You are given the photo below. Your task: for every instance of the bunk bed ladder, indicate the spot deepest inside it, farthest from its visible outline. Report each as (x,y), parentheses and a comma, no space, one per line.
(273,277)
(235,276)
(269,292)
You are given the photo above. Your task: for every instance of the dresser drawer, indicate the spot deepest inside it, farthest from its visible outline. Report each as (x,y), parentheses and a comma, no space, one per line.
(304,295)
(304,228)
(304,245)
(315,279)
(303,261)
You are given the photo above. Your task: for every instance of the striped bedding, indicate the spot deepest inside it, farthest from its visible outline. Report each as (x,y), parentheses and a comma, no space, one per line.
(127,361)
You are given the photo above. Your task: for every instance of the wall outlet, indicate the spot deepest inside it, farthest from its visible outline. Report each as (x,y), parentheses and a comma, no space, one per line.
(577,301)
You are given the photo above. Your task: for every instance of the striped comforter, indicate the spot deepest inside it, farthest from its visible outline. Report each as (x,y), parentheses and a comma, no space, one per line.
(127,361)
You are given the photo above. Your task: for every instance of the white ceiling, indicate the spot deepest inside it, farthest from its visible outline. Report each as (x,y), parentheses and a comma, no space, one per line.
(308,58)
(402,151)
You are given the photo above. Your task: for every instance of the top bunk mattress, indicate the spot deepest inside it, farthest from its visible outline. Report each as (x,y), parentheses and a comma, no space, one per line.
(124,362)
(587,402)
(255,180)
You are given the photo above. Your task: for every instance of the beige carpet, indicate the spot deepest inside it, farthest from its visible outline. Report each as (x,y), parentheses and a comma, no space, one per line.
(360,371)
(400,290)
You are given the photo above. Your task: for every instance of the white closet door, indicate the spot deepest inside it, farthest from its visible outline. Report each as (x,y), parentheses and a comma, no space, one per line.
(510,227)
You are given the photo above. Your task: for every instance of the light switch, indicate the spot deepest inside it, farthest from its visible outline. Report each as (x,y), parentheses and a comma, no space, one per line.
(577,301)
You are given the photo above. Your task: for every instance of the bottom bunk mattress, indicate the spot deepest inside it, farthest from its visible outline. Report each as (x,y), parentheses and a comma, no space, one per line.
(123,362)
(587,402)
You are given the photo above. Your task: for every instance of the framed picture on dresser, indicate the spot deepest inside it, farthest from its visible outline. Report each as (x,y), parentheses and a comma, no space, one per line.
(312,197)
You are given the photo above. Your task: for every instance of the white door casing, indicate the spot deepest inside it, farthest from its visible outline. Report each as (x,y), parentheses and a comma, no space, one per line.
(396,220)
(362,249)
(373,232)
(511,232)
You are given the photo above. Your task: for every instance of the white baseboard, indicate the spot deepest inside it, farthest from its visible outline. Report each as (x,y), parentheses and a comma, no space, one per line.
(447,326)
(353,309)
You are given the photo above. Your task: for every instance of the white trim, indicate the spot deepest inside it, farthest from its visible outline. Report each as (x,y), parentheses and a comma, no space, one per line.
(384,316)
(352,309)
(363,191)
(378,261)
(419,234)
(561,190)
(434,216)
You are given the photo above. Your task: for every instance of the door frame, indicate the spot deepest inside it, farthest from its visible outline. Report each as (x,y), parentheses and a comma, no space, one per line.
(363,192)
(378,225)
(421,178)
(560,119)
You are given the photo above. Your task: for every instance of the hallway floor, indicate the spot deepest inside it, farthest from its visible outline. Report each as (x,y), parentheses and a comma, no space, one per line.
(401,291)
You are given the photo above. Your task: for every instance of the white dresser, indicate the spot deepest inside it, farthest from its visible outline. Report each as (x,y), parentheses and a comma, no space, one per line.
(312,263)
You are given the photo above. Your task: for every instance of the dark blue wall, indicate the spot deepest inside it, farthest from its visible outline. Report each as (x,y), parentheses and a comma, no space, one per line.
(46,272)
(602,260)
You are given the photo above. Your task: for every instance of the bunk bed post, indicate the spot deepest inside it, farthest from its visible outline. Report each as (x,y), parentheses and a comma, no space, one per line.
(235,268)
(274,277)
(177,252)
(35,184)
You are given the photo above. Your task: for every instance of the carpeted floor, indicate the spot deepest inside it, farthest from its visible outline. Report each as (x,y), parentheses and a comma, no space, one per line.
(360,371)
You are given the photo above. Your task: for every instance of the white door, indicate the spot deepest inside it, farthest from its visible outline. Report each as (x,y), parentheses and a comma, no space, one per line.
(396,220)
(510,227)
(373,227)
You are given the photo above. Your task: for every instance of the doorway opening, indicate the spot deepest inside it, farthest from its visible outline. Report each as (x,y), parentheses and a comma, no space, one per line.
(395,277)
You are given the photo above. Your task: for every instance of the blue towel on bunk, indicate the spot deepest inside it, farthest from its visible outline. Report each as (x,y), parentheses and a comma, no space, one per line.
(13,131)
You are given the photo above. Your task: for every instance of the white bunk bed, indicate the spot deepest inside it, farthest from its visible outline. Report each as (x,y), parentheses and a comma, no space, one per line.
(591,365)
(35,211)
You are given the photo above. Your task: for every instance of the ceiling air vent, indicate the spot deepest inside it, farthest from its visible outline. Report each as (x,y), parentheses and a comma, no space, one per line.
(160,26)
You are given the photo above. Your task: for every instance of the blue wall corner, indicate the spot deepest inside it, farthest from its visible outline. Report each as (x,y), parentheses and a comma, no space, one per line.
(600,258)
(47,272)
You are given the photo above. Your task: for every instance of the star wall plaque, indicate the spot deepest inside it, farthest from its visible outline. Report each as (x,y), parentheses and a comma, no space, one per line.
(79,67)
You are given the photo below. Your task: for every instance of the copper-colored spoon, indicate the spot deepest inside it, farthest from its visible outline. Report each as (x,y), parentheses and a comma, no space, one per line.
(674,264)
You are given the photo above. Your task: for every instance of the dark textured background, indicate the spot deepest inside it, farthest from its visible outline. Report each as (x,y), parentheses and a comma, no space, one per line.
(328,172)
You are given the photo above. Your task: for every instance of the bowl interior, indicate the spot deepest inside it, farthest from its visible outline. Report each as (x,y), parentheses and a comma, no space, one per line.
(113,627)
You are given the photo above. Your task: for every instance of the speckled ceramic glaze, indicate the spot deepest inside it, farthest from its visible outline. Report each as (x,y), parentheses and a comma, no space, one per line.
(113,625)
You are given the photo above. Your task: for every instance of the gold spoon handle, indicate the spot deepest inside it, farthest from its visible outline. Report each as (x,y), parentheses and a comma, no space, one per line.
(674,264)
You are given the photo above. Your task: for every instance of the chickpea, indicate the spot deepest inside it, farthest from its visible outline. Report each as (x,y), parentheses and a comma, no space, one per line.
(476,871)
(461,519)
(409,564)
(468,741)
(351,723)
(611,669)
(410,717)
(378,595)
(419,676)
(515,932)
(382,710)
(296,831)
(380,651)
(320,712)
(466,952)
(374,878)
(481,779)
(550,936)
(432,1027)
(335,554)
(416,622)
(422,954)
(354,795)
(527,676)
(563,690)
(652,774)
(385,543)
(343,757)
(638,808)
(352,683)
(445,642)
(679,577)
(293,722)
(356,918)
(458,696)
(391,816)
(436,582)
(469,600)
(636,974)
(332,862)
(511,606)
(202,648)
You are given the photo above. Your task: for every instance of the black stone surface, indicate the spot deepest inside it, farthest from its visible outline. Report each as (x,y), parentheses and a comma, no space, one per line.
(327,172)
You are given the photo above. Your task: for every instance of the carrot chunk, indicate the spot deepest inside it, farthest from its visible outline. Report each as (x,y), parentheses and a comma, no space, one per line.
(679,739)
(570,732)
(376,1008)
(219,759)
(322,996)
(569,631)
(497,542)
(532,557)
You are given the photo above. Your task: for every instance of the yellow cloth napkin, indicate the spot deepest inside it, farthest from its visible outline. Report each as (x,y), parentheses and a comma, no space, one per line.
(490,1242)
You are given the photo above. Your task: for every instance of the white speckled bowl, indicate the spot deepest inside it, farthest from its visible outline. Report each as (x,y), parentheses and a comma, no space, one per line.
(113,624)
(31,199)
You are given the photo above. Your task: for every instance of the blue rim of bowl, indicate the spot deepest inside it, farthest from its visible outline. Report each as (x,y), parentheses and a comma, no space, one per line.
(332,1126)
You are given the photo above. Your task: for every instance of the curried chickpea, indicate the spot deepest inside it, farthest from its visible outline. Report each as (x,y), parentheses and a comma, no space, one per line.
::::
WHAT TO DO: Starting at the line that contains "of the black", repeat each line exactly through the last one in the listing. Include both of those lines and nothing more.

TASK ANSWER:
You are given the photo above. Your task: for every instance of the black stone surface, indicate the spot deepest inside it, farthest from its visible outline. Report each as (x,y), parentheses and a comma, no space, one per line.
(327,172)
You are given the photo above. Your task: for every instance of the carrot chunk, indicate the spot deepest inside it, farthest from its visible outline. Report each as (x,y), parentheses and a comma, no space, one per line.
(679,739)
(570,732)
(376,1008)
(219,759)
(322,996)
(569,631)
(497,542)
(532,557)
You are given the photo above. Your task: for every instance of the yellow cloth napkin, indicate the spot deepest inside it, farthest from its visible outline. Report each as (x,y), parentheses and a comma, no space, one per line.
(490,1242)
You are given the photo above. Your task: for every instance of the white speckled bowl, indicate the spot deepest inside it, farthest from its visible outline. Report each as (x,y), parentheses and a comma, no space, one per line.
(113,624)
(31,199)
You are given the photo above. Your task: for every instance of the blue rim of bowl, indicate the spot deepest inside it, farthest from its visible outline. Report each as (x,y), parentheses and a comma, no space, one per line.
(332,1126)
You are given the photo above. Your task: for every instance of the curried chickpea, indicate the spot deepest inside it, farthest from its visible outline. Report each as (x,y), parentheses and a comma, no space, one per line.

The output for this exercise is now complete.